**Exercise instructions:** Arrange as a numbered list the lines from the one containing "point: desk drawer" through the one containing "column 317, row 61", inclusive, leaving out any blank lines.

**Supplied entries:**
⁂

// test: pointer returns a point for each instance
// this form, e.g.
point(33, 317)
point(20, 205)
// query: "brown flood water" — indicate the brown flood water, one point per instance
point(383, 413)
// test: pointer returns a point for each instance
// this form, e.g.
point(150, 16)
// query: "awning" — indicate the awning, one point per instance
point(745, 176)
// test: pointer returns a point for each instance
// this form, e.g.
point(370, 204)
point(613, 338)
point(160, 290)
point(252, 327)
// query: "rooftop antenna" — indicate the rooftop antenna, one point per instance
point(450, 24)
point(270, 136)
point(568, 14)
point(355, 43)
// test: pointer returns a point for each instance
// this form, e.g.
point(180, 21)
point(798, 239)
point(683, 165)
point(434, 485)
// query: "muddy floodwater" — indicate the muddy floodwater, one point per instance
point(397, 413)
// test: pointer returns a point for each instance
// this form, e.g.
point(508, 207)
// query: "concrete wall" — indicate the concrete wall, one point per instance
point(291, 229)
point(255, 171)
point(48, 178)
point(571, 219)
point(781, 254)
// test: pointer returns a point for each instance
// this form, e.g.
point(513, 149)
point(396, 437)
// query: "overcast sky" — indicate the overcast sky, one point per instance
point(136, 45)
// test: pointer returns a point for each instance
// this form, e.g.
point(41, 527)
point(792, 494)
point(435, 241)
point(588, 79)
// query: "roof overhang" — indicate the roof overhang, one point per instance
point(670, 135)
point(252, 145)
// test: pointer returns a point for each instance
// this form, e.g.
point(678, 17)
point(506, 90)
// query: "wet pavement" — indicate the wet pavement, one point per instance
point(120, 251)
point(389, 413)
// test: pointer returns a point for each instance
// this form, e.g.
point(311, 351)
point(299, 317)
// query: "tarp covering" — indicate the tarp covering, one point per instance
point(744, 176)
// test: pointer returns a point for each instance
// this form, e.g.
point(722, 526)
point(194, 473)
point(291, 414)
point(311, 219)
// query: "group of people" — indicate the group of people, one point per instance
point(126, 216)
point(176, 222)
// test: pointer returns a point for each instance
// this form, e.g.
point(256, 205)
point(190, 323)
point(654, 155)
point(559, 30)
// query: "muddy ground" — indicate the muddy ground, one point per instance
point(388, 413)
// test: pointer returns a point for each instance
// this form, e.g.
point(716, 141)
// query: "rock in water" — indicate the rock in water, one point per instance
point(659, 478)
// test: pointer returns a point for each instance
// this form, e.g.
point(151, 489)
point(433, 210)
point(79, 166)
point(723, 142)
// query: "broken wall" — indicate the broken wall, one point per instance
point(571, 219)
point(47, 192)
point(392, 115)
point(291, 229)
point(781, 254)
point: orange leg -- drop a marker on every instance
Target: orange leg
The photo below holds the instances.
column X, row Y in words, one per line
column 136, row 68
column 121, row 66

⁂

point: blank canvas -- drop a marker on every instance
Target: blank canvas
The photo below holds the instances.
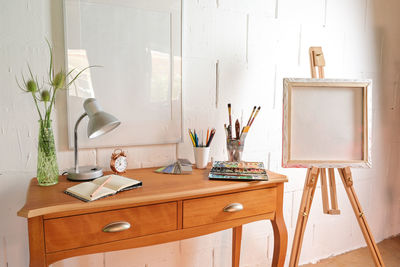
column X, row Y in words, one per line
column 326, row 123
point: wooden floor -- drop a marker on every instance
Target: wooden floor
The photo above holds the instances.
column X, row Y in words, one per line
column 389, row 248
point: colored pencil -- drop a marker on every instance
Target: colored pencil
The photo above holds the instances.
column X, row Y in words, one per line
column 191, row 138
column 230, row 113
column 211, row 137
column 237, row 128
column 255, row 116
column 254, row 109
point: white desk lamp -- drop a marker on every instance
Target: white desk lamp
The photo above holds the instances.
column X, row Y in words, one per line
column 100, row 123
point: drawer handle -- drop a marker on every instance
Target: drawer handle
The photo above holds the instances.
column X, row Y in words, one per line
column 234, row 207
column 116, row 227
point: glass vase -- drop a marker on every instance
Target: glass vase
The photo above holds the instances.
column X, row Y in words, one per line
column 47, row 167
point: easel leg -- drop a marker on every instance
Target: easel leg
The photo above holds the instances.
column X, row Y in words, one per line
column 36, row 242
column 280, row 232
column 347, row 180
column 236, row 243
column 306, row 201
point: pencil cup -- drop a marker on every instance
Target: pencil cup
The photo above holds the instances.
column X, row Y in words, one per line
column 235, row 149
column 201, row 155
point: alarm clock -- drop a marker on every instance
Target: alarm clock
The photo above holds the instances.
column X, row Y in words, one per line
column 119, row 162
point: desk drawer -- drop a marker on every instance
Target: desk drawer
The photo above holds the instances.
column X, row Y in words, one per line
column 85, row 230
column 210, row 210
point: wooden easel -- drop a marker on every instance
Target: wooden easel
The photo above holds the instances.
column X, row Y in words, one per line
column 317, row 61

⁂

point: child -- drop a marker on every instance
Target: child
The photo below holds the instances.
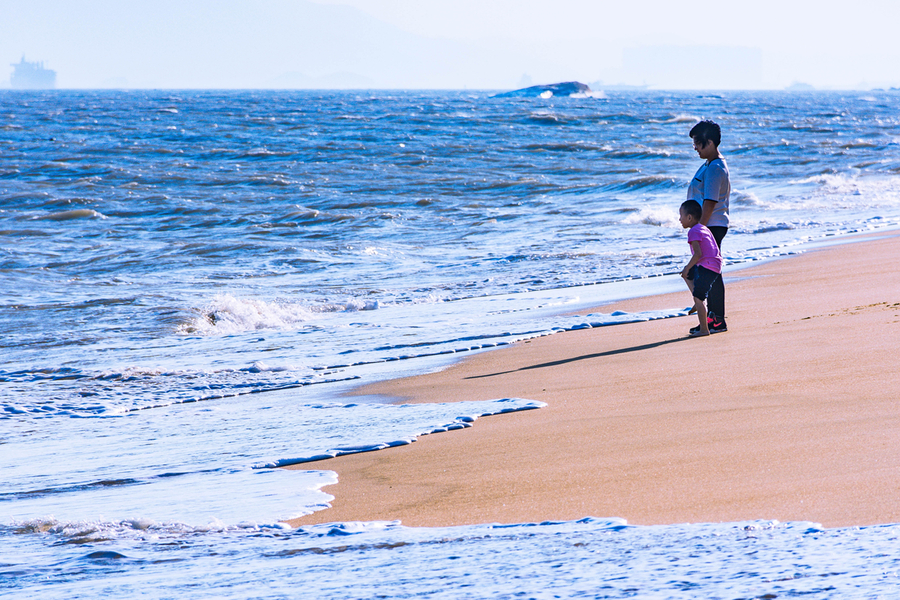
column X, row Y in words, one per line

⁂

**Answer to this exercise:**
1. point: desk drawer -- drop a marker on every instance
2. Target: desk drawer
3. The photo above holds the instances.
4. column X, row Y in words, one per line
5. column 85, row 230
6. column 210, row 210
7. point: wooden easel -- drop a marker on every instance
8. Target: wooden easel
9. The photo above holds the instances.
10. column X, row Y in words, one per line
11. column 317, row 61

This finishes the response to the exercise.